Pointing and labeling entries
◇ ◇ ◇ ◇ ◇
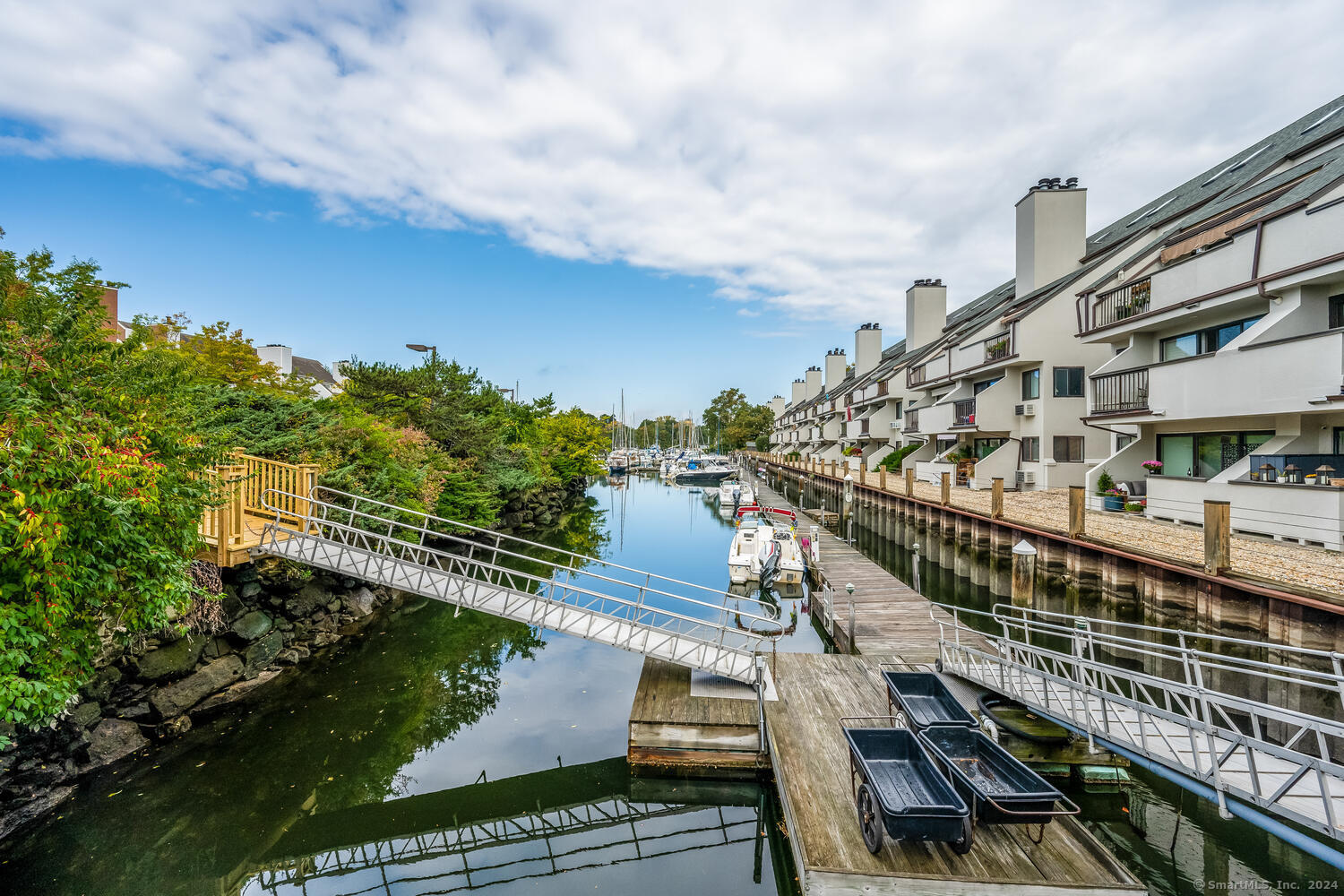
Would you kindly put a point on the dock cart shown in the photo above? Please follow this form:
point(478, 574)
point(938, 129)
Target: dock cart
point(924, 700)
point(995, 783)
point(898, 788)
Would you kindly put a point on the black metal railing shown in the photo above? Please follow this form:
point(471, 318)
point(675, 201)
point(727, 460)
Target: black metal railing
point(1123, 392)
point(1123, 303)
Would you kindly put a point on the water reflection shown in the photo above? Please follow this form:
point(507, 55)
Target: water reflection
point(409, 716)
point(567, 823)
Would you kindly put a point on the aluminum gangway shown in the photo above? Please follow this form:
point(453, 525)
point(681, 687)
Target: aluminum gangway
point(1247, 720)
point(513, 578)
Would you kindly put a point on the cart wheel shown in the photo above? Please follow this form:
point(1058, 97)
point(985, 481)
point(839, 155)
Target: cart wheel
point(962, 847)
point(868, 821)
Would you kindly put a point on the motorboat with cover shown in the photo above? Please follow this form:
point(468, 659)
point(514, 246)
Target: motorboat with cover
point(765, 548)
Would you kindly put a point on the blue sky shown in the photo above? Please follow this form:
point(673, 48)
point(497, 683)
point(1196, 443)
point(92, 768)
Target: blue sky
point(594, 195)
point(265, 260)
◇ ◇ ◇ ◇ ◇
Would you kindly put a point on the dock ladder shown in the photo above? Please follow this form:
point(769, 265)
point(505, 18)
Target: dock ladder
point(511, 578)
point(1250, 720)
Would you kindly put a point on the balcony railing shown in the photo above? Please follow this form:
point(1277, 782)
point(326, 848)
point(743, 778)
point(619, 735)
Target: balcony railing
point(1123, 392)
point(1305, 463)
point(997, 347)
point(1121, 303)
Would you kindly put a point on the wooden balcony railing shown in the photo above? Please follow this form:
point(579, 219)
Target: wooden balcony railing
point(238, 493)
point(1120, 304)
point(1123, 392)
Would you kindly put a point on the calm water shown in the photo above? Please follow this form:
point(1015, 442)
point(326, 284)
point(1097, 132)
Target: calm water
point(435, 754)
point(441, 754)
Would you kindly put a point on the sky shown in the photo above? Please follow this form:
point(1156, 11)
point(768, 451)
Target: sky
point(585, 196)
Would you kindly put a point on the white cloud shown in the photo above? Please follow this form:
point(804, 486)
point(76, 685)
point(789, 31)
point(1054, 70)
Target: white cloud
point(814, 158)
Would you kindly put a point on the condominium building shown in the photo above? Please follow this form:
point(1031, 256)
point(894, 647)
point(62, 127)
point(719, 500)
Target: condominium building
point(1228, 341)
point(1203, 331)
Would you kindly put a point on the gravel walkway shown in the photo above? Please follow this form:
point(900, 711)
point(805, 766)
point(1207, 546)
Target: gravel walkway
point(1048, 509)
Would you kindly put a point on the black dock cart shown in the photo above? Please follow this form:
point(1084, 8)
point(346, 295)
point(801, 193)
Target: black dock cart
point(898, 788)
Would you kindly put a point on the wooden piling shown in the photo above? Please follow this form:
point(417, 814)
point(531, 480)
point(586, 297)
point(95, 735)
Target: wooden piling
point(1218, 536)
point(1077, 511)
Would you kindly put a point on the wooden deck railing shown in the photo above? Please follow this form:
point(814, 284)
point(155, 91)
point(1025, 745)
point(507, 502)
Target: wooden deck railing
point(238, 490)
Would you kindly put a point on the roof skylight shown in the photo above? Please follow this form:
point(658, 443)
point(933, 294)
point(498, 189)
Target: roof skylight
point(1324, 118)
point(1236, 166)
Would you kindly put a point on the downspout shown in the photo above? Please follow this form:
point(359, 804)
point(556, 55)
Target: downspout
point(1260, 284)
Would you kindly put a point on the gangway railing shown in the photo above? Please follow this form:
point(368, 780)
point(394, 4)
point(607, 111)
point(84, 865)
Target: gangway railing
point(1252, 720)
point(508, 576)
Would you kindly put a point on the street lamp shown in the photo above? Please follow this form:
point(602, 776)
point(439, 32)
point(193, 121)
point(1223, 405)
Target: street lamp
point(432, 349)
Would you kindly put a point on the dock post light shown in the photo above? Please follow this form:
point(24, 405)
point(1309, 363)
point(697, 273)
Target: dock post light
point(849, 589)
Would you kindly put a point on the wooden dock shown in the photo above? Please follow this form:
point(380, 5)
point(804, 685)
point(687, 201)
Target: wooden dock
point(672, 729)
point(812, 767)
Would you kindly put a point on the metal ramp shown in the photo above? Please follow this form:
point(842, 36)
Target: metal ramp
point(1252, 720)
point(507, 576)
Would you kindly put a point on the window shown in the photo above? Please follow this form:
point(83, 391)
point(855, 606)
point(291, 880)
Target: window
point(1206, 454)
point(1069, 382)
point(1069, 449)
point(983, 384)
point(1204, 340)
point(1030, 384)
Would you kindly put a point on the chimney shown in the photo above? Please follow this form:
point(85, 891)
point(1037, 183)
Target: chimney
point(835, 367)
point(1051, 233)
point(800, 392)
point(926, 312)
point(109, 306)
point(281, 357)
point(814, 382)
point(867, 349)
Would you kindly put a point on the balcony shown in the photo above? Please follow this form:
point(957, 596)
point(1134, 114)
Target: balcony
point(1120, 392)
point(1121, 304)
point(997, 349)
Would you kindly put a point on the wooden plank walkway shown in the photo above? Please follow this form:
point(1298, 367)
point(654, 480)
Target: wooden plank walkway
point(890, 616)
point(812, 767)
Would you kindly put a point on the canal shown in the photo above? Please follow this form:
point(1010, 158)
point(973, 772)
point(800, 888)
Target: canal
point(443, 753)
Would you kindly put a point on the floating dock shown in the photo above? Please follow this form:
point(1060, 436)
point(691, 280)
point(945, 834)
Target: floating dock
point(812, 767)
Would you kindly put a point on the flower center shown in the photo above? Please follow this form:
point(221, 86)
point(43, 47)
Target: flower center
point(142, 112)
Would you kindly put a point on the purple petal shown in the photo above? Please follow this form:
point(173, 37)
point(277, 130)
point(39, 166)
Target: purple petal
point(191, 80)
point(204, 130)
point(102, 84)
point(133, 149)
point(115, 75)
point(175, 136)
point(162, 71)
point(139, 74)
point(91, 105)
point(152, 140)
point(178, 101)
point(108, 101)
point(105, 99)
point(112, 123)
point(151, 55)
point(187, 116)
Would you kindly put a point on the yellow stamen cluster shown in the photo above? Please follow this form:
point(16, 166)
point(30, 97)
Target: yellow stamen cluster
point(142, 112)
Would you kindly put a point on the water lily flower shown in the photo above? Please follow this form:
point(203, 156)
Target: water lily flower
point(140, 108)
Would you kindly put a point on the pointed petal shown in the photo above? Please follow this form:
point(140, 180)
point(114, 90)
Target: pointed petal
◇ ◇ ◇ ◇ ◇
Written exercise >>
Please copy the lines of the listing word for word, from the line containing "Would you kindly put a point on the pointed" through the line containing "Target: pointed petal", both included.

Correct result >>
Would you kindly put a point on the pointed petal shown in the photo above? Please follow this form:
point(140, 180)
point(114, 90)
Target: pointed petal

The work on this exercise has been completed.